Rewrite all of the records below as a numbered list, with one entry per line and any blank lines left out.

+++++

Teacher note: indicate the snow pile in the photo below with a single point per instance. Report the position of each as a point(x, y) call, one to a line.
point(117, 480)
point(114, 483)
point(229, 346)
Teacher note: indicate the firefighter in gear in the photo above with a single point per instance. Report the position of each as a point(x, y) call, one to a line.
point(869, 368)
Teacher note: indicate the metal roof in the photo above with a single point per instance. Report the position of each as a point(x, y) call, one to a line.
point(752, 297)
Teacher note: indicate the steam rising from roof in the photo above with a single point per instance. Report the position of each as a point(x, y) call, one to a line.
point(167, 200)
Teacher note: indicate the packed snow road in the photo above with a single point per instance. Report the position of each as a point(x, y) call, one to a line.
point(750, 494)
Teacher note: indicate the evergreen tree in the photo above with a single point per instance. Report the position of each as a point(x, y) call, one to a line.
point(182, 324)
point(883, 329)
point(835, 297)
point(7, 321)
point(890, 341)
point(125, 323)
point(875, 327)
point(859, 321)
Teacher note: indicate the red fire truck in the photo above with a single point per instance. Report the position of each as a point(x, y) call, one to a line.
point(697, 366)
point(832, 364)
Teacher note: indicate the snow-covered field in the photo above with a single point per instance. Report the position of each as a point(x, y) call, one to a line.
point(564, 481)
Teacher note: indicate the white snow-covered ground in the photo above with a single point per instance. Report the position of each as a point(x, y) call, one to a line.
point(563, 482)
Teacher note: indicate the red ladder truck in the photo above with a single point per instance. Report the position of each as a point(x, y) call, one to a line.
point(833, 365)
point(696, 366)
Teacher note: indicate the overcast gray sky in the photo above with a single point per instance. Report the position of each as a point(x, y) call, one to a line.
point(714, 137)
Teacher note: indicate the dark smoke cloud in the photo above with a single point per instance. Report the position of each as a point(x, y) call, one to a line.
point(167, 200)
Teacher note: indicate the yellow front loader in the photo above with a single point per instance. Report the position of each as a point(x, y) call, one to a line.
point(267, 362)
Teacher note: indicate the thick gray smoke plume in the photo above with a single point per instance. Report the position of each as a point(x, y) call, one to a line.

+++++

» **CORRECT RESPONSE**
1. Teacher note: indicate the snow pile in the photo below with a single point per instance. Report the position of each as a point(x, y) call, one to a line.
2. point(117, 480)
3. point(114, 483)
4. point(229, 346)
5. Teacher note: indicate the firefighter in gear in the photo above with a single point per instance. Report the position of each as a point(x, y) call, one to a line.
6. point(869, 368)
7. Teacher note: indicate the metal roof in the photo above with a single point per instance. Report the position of each as a point(x, y) call, one to a line.
8. point(752, 297)
9. Teacher note: indicate the steam rising from roof in the photo above with a single point per instance. Report the position of each as a point(x, y) call, one to a line.
10. point(167, 200)
11. Teacher note: indicate the packed snow road in the photo above with a single point per instance. Report the position of each as a point(x, y) call, one to a line.
12. point(750, 494)
13. Teacher note: indicate the evergreen tree in the photo above with a single point per instance. Report the position of each as a point(x, y) call, one to a line.
14. point(182, 324)
15. point(883, 329)
16. point(835, 297)
17. point(7, 321)
18. point(890, 341)
19. point(125, 323)
20. point(875, 327)
21. point(859, 321)
22. Teacher note: indicate the red fire truck in the photo above with a single point per instance. Report the position of each as a point(x, y) call, one to a line.
23. point(697, 366)
24. point(832, 364)
25. Teacher note: indicate the snow-covered field in the photo above with a single point per instance. Report the position of each as a point(x, y) call, one to a line.
26. point(564, 481)
27. Teacher note: indicate the white snow-covered ground in the photo above with a single point per instance. Report the position of each as a point(x, y) call, one to a line.
28. point(563, 482)
29. Teacher note: indicate the red ladder truck in the photo above with a single point per instance. Report the position of each as a point(x, y) call, one to a line.
30. point(833, 365)
31. point(696, 366)
32. Teacher note: indicate the overcast gray sky in the photo above with a single point per instance. Report the position of each as a point(x, y) call, one to a line.
33. point(714, 137)
34. Teacher note: indicate the dark smoke cloud in the photo above with a single point per instance. Report the position of each as a point(x, y) call, one to a line.
35. point(167, 200)
36. Teacher note: indicate the yellow front loader in the photo above with a single point per instance. Report the position of each as a point(x, y) call, one to a line.
37. point(267, 362)
38. Teacher note: indicate the thick gray smoke plume in the photo above with a single point per instance. Report the position of each as a point(x, y) call, one to a line.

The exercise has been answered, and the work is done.